** Opening Records for this exercise block **
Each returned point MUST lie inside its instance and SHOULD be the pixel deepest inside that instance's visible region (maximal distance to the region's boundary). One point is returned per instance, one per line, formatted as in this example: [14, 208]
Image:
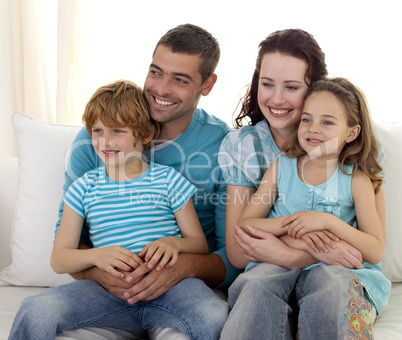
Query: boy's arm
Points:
[164, 251]
[193, 239]
[67, 258]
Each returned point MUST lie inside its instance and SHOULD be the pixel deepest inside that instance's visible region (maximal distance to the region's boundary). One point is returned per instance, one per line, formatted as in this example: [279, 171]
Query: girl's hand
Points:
[320, 240]
[116, 259]
[344, 255]
[302, 222]
[259, 246]
[164, 250]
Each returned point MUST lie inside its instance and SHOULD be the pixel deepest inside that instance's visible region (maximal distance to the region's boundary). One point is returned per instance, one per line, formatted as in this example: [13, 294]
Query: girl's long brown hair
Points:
[363, 152]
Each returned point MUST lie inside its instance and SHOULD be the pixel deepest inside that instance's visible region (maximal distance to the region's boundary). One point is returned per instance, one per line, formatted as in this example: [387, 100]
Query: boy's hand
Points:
[164, 251]
[116, 259]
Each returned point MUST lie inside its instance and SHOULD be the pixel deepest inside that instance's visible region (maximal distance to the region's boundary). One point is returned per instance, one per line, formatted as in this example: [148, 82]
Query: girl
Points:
[288, 62]
[320, 192]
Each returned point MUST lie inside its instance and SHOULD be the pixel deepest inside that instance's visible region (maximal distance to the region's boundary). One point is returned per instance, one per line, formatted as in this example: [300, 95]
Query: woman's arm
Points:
[257, 209]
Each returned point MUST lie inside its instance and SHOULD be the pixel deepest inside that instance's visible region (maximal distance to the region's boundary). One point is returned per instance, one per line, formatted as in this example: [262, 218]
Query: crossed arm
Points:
[256, 244]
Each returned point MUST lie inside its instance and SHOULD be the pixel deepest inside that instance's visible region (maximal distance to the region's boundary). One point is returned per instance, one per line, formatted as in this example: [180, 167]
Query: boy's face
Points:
[116, 146]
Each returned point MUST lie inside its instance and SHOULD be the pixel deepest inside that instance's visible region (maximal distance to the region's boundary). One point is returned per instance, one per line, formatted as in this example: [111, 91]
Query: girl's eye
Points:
[181, 81]
[267, 85]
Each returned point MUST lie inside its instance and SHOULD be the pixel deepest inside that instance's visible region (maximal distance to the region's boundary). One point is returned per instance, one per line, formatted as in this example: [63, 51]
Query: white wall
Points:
[360, 38]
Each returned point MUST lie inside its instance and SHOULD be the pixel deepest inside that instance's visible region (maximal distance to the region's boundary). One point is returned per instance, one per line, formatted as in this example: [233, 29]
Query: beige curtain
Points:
[41, 43]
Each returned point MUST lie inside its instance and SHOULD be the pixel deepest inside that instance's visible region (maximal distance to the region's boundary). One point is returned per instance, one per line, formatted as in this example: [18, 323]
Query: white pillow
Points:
[390, 135]
[41, 154]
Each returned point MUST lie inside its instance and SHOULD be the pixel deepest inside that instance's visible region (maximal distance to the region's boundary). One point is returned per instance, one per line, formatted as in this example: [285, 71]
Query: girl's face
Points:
[323, 128]
[116, 146]
[281, 90]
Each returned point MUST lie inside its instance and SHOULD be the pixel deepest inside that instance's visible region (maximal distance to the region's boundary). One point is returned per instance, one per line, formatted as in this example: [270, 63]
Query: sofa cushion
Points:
[42, 153]
[391, 140]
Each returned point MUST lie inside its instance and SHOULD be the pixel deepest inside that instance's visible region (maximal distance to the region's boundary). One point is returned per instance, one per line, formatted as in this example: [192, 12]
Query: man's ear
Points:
[353, 133]
[209, 84]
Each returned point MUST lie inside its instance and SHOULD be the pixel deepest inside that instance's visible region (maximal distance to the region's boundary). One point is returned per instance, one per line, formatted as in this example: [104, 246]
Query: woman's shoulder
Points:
[250, 137]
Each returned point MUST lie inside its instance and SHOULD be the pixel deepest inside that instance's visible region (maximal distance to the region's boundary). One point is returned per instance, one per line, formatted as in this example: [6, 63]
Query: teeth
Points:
[279, 112]
[163, 102]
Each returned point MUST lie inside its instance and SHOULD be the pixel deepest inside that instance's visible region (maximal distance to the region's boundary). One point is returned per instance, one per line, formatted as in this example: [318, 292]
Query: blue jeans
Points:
[190, 306]
[326, 302]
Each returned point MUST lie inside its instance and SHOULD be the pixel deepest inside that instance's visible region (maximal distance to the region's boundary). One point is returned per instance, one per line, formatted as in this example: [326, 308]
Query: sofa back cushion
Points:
[390, 135]
[42, 152]
[41, 155]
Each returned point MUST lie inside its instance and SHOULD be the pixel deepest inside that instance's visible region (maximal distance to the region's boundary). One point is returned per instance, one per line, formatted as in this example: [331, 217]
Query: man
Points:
[182, 70]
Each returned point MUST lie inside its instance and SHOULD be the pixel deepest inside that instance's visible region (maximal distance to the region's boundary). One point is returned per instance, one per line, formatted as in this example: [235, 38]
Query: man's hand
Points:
[147, 285]
[115, 286]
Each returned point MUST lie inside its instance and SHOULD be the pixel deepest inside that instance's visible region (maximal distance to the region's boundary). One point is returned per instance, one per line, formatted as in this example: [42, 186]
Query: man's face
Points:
[173, 86]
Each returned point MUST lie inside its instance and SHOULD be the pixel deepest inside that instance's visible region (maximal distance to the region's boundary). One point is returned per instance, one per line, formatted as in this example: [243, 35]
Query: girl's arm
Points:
[66, 258]
[255, 214]
[369, 238]
[166, 250]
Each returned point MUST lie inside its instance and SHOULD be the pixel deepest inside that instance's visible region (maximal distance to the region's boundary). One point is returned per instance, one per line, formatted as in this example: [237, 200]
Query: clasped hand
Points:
[116, 259]
[312, 227]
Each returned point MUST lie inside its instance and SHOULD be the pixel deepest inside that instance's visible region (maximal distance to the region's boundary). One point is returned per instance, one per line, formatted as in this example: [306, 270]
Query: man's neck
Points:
[174, 128]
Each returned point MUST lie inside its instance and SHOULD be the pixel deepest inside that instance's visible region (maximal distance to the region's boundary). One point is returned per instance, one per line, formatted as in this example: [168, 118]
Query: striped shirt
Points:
[133, 213]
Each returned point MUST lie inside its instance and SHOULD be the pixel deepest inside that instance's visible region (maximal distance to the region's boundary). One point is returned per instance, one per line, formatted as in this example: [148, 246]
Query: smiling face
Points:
[116, 146]
[323, 129]
[173, 88]
[281, 92]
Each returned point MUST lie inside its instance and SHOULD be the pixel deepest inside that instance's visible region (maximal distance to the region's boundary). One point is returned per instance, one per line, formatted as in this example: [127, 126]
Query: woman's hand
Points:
[261, 246]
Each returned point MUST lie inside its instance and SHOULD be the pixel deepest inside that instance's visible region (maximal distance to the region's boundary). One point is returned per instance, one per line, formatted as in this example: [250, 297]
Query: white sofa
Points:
[30, 192]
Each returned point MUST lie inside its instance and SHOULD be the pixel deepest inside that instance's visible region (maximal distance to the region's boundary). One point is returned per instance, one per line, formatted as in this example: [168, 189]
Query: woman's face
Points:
[281, 90]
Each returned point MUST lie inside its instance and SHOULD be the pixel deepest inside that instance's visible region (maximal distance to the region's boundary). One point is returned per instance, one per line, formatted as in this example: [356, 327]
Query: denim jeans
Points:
[190, 306]
[326, 302]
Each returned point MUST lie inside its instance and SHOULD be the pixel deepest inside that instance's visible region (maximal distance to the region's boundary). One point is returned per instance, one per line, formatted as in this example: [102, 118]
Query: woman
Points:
[288, 63]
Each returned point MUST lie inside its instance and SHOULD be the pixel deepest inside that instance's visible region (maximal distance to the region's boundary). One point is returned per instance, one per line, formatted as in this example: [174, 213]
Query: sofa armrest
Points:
[8, 198]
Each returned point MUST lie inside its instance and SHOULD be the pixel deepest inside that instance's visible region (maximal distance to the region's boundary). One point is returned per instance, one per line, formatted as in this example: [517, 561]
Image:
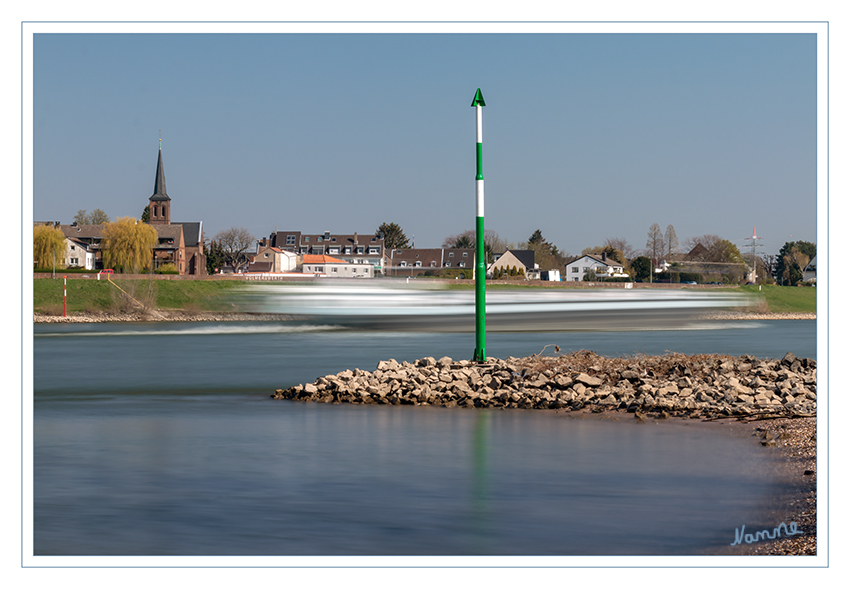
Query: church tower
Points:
[160, 202]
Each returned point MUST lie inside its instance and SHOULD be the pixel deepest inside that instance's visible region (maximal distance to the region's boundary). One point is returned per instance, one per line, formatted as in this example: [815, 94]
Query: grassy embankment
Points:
[92, 296]
[782, 299]
[89, 295]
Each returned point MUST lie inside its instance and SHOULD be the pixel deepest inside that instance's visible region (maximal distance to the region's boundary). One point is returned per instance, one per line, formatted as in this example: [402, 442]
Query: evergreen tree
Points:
[394, 237]
[792, 260]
** Closing Records for this exercise block **
### [Your task]
Each line above from the one with "example: [6, 63]" up to and including the one with "example: [42, 186]" must be set down exactly, and no line outside that span may appear.

### [The completed task]
Each returned point MUST lie inside its instance and SHOULD be the pixel deepest inside that instance's visible region (maximal distance to the region's boundary). One point is returned per instance, one per line, formatted as in this example: [6, 63]
Query: teeth
Points:
[279, 112]
[163, 102]
Each returned point MUST lie inside its instance and SHOULD be the pixel deepest inside that instance's visible region (maximal distance to the region's boundary). One point is returned per instance, one per line, formatted as in this example: [318, 292]
Query: blue jeans
Points:
[190, 306]
[326, 302]
Each returned point MUST lie inside its instance and SHOULD be the pixel deepest inside that instance's visible region (maximal distance to the region's boundary). One point is returned per instance, one per line, formatted as in this example: [326, 308]
Query: sofa back cushion
Points:
[390, 135]
[42, 152]
[41, 155]
Each returned point MUST lie inside its instance and SHOULD be the pixel deepest inside that instance's visible region (maximal distance to the region's boundary). One point is returned per instance, one per line, formatted as in this example: [331, 217]
Query: man
Points:
[182, 70]
Each returned point MUST lie inside its instance and SHOULD be the pixel deepest inside that instance's visible region (maximal distance to the region's boundary). One point is returned per instance, one per line, formatted as in this example: [235, 38]
Query: man's hand
Points:
[147, 285]
[115, 286]
Each returned point MUST lie inside its instance and SHOULD be the pixel deepest inside that instance's visible region (maximal distance to the region's boundary). One point is returned per instance, one per line, formatted as in this example: [42, 186]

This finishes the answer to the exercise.